● WORK ORDER
Filter the data for lines with the word "point" and copy those lines.

Segment Open

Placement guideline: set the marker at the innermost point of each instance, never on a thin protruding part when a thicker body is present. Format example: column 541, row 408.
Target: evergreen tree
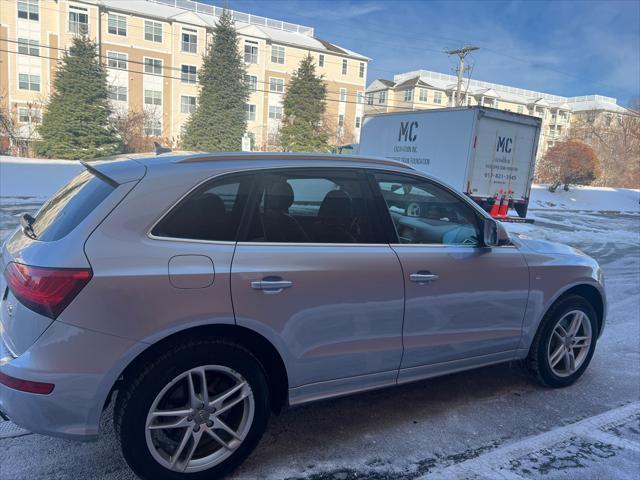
column 304, row 106
column 219, row 121
column 76, row 123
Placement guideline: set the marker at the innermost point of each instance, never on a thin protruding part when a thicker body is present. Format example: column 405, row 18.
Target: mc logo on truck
column 504, row 144
column 406, row 131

Segment Closed

● WRITTEN RESPONSE
Placement guideline: set the marker at the innermost point of each instance, never on a thin protruding part when a thicker body is present. Format example: column 541, row 408.
Placement guideline: set the marker at the innermost point of each instance, never on a thin protruding part when a thicker body is present. Format example: column 405, row 18.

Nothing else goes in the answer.